▸ Dataset extract
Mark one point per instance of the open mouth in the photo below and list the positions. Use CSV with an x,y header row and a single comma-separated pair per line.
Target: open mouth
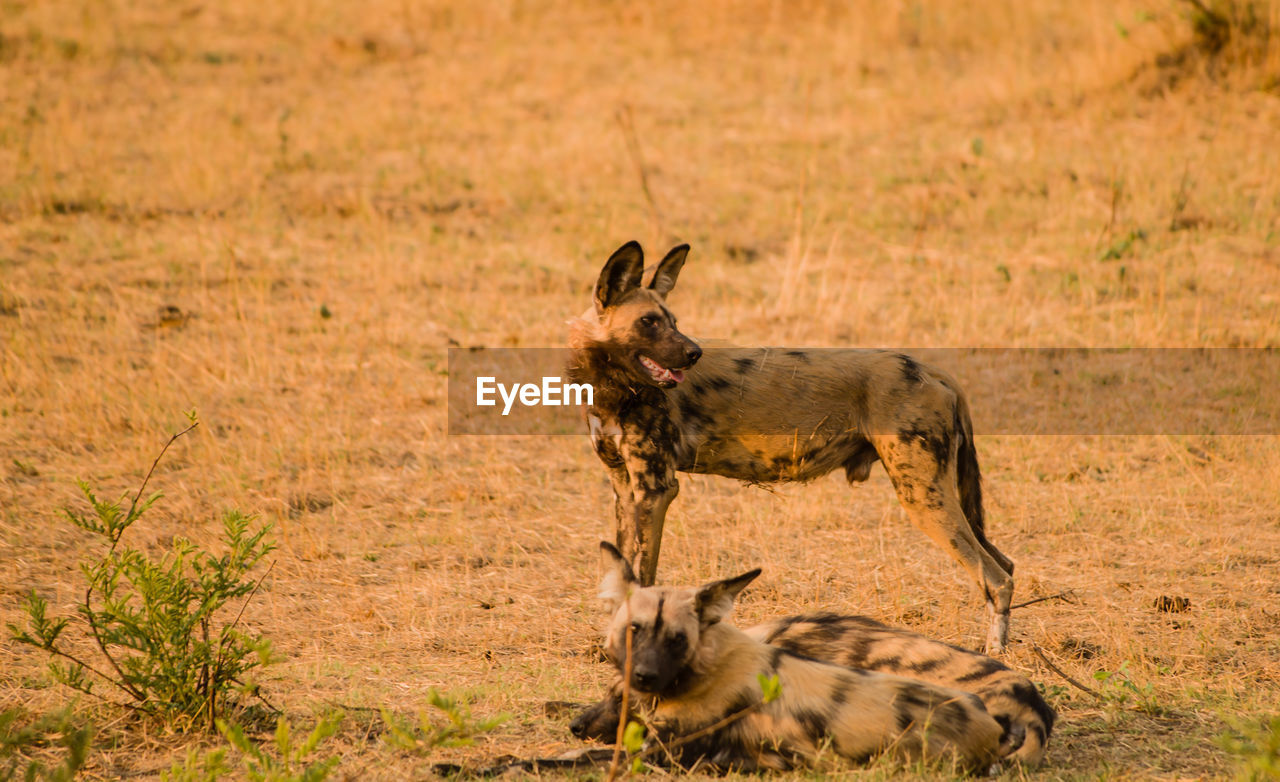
x,y
661,374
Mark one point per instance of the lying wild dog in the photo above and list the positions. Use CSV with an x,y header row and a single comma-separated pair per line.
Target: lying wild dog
x,y
863,643
766,415
695,680
860,643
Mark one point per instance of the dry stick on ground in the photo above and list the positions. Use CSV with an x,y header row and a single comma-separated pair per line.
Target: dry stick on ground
x,y
1061,595
629,132
1040,653
716,726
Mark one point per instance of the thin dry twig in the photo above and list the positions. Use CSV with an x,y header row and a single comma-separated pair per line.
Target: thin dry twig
x,y
1040,653
629,131
1063,595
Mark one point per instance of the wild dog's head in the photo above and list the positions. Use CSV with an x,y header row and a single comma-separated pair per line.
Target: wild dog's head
x,y
668,625
635,325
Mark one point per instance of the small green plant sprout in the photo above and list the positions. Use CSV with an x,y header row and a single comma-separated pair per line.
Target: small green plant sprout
x,y
1257,745
632,741
1118,689
289,763
159,626
457,728
769,687
199,767
19,736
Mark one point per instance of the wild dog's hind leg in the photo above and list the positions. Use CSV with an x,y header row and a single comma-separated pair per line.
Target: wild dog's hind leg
x,y
928,489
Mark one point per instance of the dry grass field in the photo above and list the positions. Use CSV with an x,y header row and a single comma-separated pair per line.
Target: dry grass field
x,y
282,214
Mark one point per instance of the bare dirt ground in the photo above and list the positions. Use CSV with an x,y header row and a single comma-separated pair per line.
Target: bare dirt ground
x,y
282,214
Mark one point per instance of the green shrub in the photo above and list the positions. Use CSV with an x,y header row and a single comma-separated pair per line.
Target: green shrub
x,y
19,736
287,764
155,623
1257,746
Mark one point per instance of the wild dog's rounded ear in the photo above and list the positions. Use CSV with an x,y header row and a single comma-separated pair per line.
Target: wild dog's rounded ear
x,y
620,275
664,278
618,577
716,600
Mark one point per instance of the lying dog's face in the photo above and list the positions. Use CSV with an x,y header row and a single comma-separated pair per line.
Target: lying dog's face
x,y
635,324
666,623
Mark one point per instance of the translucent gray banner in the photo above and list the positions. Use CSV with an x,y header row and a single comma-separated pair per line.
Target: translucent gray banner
x,y
1010,391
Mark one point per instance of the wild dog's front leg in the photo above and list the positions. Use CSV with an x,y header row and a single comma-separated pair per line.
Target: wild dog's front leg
x,y
641,504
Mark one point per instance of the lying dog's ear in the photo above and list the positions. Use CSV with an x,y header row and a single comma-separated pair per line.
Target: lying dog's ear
x,y
618,577
716,600
621,274
664,278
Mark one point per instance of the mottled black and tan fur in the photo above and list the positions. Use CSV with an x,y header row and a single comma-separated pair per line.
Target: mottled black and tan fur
x,y
691,670
862,643
766,415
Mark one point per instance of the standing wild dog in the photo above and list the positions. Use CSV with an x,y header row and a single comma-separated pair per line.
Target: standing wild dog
x,y
698,684
862,643
766,415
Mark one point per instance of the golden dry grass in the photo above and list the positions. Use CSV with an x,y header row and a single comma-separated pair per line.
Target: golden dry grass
x,y
434,173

▸ Exercise requirements
Exact copies of all the entries are needed; output them without the pictures.

▸ Result of this task
Mark one point per instance of the open mouth in the photo below and list the positions. Use CSV with an x,y header row and a single comma-separated pair per line.
Target: open mouth
x,y
661,374
Mark one point per instance of the lying wild dog in the photo above and list the positions. Use CSV with an x,y header row and a single comma-separated pair per line.
Target: lying wild dog
x,y
863,643
766,415
695,680
860,643
Mark one point per instance of the dry stick on ground in the photo above and list the positions. Use CSV with an x,y header row and a single comma-separated pair per line.
Target: dry stick on ground
x,y
1061,595
629,132
1040,653
716,726
Mark one point per instance of the thin dry twig in the photo above and list the positions. Use CSV with an x,y header row and a single comma-separated pair per line.
Target: thin dry twig
x,y
1040,653
629,131
1063,595
Mark one point per instance of the wild dog's head in the photo above and list the positions. Use CSV with an x,y header row and a single comma-separated pair per line.
Target: wild dog's head
x,y
668,625
635,325
Mark one point per instance of the small green plant sprout in the photo above and list the positions. Use CSV with an x,y header row and a single comma-separated pair per line.
Target: small green plant sprout
x,y
1257,745
632,741
1118,689
289,763
159,626
457,728
769,687
199,767
19,736
Mark one point per instance of the wild dog's hind leg in the photo above and list the positions. Use CSV with an x,y header row and a single comma-separated pair per line.
Target: wild dog's hind leg
x,y
928,489
Mark one point per instance of the dry grass field in the photo above and list the positions. Use CSV with an x,y header row and a single comma-separated pair per line.
Target: dry grass field
x,y
282,214
Mark one point per instance of the bare dirt ground in the photo above and list the positions. Use CSV with an x,y header row and a single comma-separated pair per line.
Target: bare dirt ground
x,y
282,214
Mark one point per instance of the green shrub in the photo above and list the positions. Use CSV with an x,y header row and a single comma-separated pair per line.
Target: green shrub
x,y
19,736
287,764
155,623
1257,746
Mark one point per instance of the wild dog's rounded ear in the photo above and list the positions. Use CSV with an x,y header row and a single comma-separated pair per line.
Target: wild dog's rounded ear
x,y
620,275
664,278
618,577
716,600
Mark one point per instance of the lying dog's face in the photo above and list the positions. Use CSV with an x,y header row and a single comma-separated pair per line.
Target: lying dog's face
x,y
635,324
666,623
Mark one point per instance of the translucent gray banner in the photo above and list the positions. Use CSV with an x,y header row and a single comma-separated pair per line.
Target: translucent gray banner
x,y
1010,391
Mark one point per instance of the wild dog's front leg in the photo above and list the positions. Use CSV with an x,y header row and a single comma-separated pair per line.
Target: wild dog's front leg
x,y
641,504
Mark one point per instance of the lying dog's ear in the photo above and list the positions. Use CSV with an x,y header row and a single comma-separated pair per line.
Target: lying dog's ear
x,y
618,577
716,600
621,274
664,278
Mark one point per instance of the mottled black and tan fur in the photo above and list the positions. Use CSV with an x,y header row and a single comma-separated pair per line.
Target: mottled black and tan fur
x,y
691,670
862,643
766,415
Mark one point per instance of the standing wild dog in the photo above and list the positions. Use CSV with an x,y header row and a single comma-separated pair per line.
Target: standing wild dog
x,y
698,684
862,643
766,415
Mark one point per instance of the golden dry grass in the photo above and list the positions. Use CSV with an x,y header row and a single comma-separated pair per line.
Target: golden dry grass
x,y
434,173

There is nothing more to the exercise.